- TASK TO COMPLETE: The records that follow are to be repeated exactly, without any pictures.

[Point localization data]

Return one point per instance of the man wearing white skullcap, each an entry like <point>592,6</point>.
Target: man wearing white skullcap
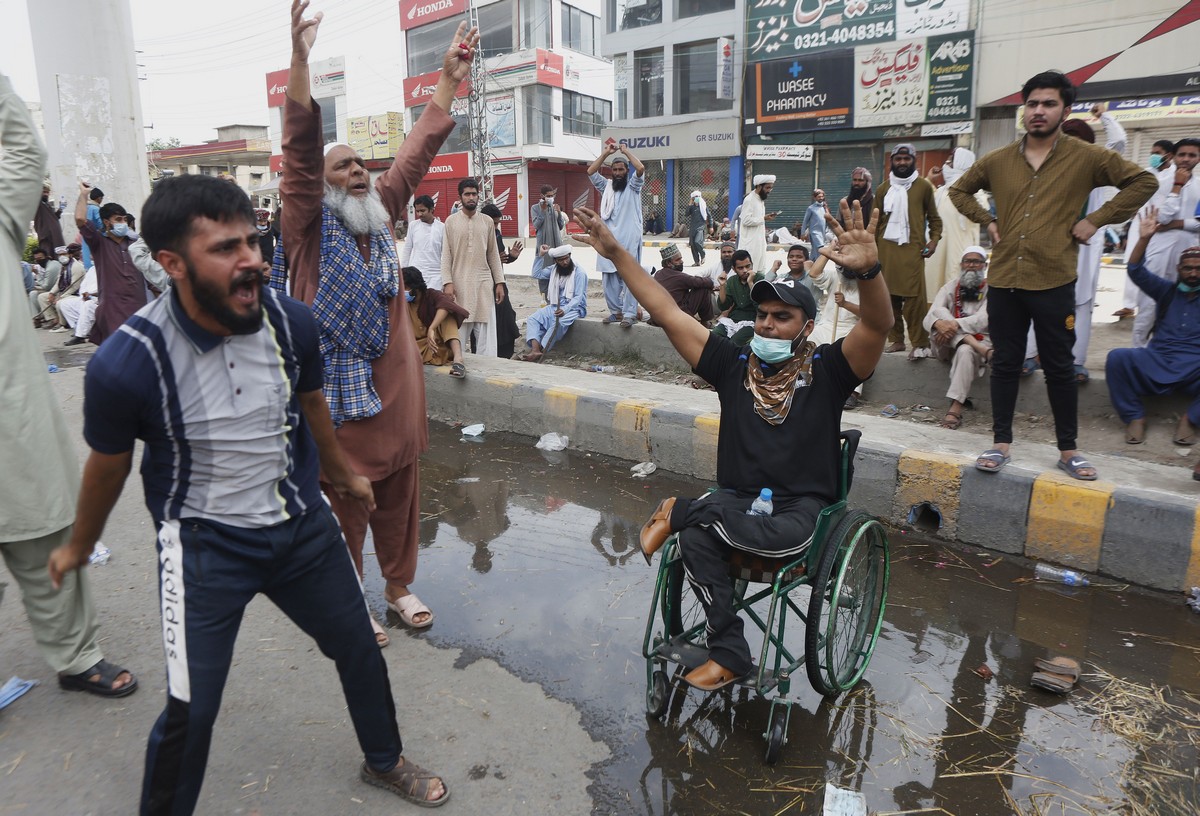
<point>957,323</point>
<point>753,232</point>
<point>568,301</point>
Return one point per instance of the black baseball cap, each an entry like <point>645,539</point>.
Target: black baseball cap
<point>790,292</point>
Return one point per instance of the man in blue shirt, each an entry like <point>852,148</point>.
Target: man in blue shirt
<point>1171,359</point>
<point>221,379</point>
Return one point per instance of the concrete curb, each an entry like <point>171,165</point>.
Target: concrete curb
<point>1140,526</point>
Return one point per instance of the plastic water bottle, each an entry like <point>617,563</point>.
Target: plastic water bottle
<point>762,505</point>
<point>1059,575</point>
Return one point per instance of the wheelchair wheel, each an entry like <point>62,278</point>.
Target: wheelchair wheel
<point>657,695</point>
<point>846,607</point>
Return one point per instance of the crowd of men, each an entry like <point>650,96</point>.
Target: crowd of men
<point>288,355</point>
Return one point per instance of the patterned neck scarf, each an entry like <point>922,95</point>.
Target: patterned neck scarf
<point>352,311</point>
<point>773,393</point>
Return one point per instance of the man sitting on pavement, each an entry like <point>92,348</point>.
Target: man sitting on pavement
<point>436,318</point>
<point>780,429</point>
<point>1171,359</point>
<point>957,323</point>
<point>691,293</point>
<point>568,301</point>
<point>733,299</point>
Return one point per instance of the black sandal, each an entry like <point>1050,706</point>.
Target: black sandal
<point>106,673</point>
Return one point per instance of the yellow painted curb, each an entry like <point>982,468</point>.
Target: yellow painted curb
<point>1067,520</point>
<point>934,478</point>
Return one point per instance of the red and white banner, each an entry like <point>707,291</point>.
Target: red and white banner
<point>419,12</point>
<point>419,89</point>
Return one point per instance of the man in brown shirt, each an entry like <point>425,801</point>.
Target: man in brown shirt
<point>342,261</point>
<point>1041,184</point>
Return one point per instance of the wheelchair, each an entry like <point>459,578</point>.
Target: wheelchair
<point>847,568</point>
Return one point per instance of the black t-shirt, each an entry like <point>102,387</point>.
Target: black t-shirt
<point>796,457</point>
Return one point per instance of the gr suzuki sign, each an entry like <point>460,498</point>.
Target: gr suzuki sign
<point>419,12</point>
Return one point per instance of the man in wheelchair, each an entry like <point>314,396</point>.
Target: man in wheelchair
<point>781,403</point>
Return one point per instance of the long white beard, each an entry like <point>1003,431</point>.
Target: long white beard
<point>360,215</point>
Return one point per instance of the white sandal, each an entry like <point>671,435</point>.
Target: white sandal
<point>408,607</point>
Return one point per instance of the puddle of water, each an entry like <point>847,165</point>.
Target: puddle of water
<point>531,558</point>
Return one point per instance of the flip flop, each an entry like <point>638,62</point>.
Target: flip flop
<point>1074,466</point>
<point>408,607</point>
<point>994,455</point>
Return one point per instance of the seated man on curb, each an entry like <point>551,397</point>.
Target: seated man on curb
<point>691,293</point>
<point>1171,359</point>
<point>779,429</point>
<point>436,318</point>
<point>957,323</point>
<point>567,295</point>
<point>733,299</point>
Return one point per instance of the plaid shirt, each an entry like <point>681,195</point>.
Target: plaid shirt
<point>352,311</point>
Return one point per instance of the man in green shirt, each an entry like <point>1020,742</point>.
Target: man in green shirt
<point>1041,185</point>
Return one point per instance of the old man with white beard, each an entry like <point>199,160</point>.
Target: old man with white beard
<point>753,233</point>
<point>342,262</point>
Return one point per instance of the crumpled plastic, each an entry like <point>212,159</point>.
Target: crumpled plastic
<point>552,442</point>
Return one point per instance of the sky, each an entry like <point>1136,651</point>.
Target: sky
<point>204,60</point>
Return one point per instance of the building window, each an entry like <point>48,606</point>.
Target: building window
<point>427,46</point>
<point>460,137</point>
<point>539,102</point>
<point>534,23</point>
<point>648,83</point>
<point>495,29</point>
<point>697,7</point>
<point>695,78</point>
<point>580,30</point>
<point>585,115</point>
<point>634,15</point>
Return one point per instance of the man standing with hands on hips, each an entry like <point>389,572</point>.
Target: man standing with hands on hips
<point>1041,184</point>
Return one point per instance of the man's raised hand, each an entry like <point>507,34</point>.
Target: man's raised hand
<point>598,237</point>
<point>855,250</point>
<point>460,54</point>
<point>304,33</point>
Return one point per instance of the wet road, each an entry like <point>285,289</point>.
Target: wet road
<point>531,559</point>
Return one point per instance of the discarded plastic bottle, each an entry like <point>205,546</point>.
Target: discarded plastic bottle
<point>1059,575</point>
<point>762,505</point>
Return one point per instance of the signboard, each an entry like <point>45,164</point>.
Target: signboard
<point>792,28</point>
<point>814,94</point>
<point>951,69</point>
<point>696,139</point>
<point>781,153</point>
<point>419,12</point>
<point>724,69</point>
<point>502,120</point>
<point>891,84</point>
<point>420,88</point>
<point>358,135</point>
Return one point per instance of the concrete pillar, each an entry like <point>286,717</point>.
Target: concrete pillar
<point>88,79</point>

- OUTPUT BELOW:
Return one point per instance of the man wearing white skullcap, each an entry like <point>592,6</point>.
Target: man wearing white skullcap
<point>957,323</point>
<point>753,232</point>
<point>568,301</point>
Return one point per instance of the black baseball cap, each an entry like <point>645,539</point>.
Target: black baseball cap
<point>790,292</point>
Return one point per instance of the man in blue shirt, each an entry like <point>852,148</point>.
Target: man in blue shirt
<point>1171,359</point>
<point>221,379</point>
Return one point per instance of the concrete curb, each an entry like <point>171,165</point>.
Target: concrete curb
<point>1140,526</point>
Return one point per instance of the plastic water bottle, each an entry like <point>617,563</point>.
Target: plastic water bottle
<point>762,505</point>
<point>1059,575</point>
Return one point per instance of the wheelchair wheel, each an entry like <point>62,278</point>.
Target: wheelchair wheel
<point>657,695</point>
<point>846,607</point>
Return one point per instance of the crowd of men, each an entry like <point>650,96</point>.
Target: crowd of men
<point>288,355</point>
Return one point per instance of the patterned neck scarf, each an entry like <point>922,95</point>.
Target: patterned neck scarf
<point>352,311</point>
<point>773,393</point>
Return one point per instance of the man sitting on pavement, each an entry like <point>92,348</point>.
Target: man sitting on pavement
<point>436,318</point>
<point>780,429</point>
<point>1171,359</point>
<point>957,323</point>
<point>691,293</point>
<point>568,301</point>
<point>733,299</point>
Return one point per instance of the black sandal, each an entry like <point>1050,706</point>.
Target: black sandal
<point>106,673</point>
Return one point per instance of the yellow painted curb, each an entry like <point>982,468</point>.
Target: yellow painted curb
<point>1067,520</point>
<point>934,478</point>
Return one point per instance of the red and white banner, each an entry like <point>707,291</point>.
Target: red and white banner
<point>419,12</point>
<point>419,89</point>
Return one point per instance of the man in brown shirt, each an entry like <point>425,801</point>.
Target: man in brown shirt
<point>342,261</point>
<point>1041,184</point>
Return one point per instance of the wheelchair, each an entry like <point>459,578</point>.
Target: wheelchair
<point>847,568</point>
Return one point per instance of the black t-shirt, each an entry like <point>102,387</point>.
Target: black t-shirt
<point>796,457</point>
Return one point per instance of the gr suzuki sign, each an entry like <point>460,498</point>.
Target: gr suzuki sign
<point>419,12</point>
Return one point per instance of the man in wheelchair, each an entry like <point>314,396</point>.
Target: man in wheelchair
<point>781,403</point>
Return one point per instance of the long white beard, each an entry like <point>1003,431</point>.
Target: long white beard
<point>360,215</point>
Return one point per instance of the white sandal, each an entry like <point>671,435</point>.
Target: white sandal
<point>408,607</point>
Return one point per instance of the puddle of water, each an entry like <point>847,165</point>.
Target: puddle of water
<point>531,558</point>
Return one point per instance of the flip flop, each an entry like <point>638,62</point>.
Target: flip flop
<point>1074,466</point>
<point>408,607</point>
<point>994,455</point>
Return one point per instance of the seated man on curb, each an entry like <point>551,397</point>.
Target: seated man on curb
<point>691,293</point>
<point>1171,359</point>
<point>779,429</point>
<point>436,318</point>
<point>957,323</point>
<point>567,295</point>
<point>733,299</point>
Return one point per instance of the plaid shirt, each an entry like <point>681,195</point>.
Target: plaid shirt
<point>352,311</point>
Return one point per instance of the man in green shirt, each an entry like <point>1020,742</point>.
Target: man in green shirt
<point>1041,185</point>
Return one point per instance of the old man with white beard, each an entry like <point>199,160</point>.
Target: old man with white beard
<point>753,233</point>
<point>342,262</point>
Return one point per instance of the crumpled plastic, each an entry like <point>212,159</point>.
Target: crumpled plastic
<point>552,442</point>
Return one point per instance of the sky, each an entry like <point>1136,651</point>.
Target: sky
<point>204,60</point>
Return one point per instance of the building window, each an entry like <point>48,606</point>.
Target: building window
<point>427,46</point>
<point>460,137</point>
<point>539,102</point>
<point>534,23</point>
<point>648,83</point>
<point>495,29</point>
<point>697,7</point>
<point>695,78</point>
<point>580,30</point>
<point>585,115</point>
<point>634,15</point>
Return one point per instance of the man standing with hands on hips, each an entry like <point>389,572</point>.
Target: man standing with hands on hips
<point>1041,184</point>
Return one point per instance of the man's raised hand, each an entry like <point>507,34</point>.
Target: man's raised hand
<point>598,237</point>
<point>855,250</point>
<point>460,54</point>
<point>304,33</point>
Return one point per instance of the wet road, each an entry like <point>285,289</point>.
Target: wet road
<point>531,559</point>
Return one point per instance of the discarded plastic bottle, each an entry like <point>205,546</point>.
Target: discarded plastic bottle
<point>1059,575</point>
<point>762,505</point>
Return one point per instance of the signboard, each an entry like <point>45,164</point>.
Target: signboard
<point>792,28</point>
<point>814,94</point>
<point>951,69</point>
<point>696,139</point>
<point>781,153</point>
<point>419,12</point>
<point>724,69</point>
<point>502,120</point>
<point>891,84</point>
<point>420,88</point>
<point>358,135</point>
Return one point per instance of the concrete pillar, each an entry like <point>286,717</point>.
Target: concrete pillar
<point>88,79</point>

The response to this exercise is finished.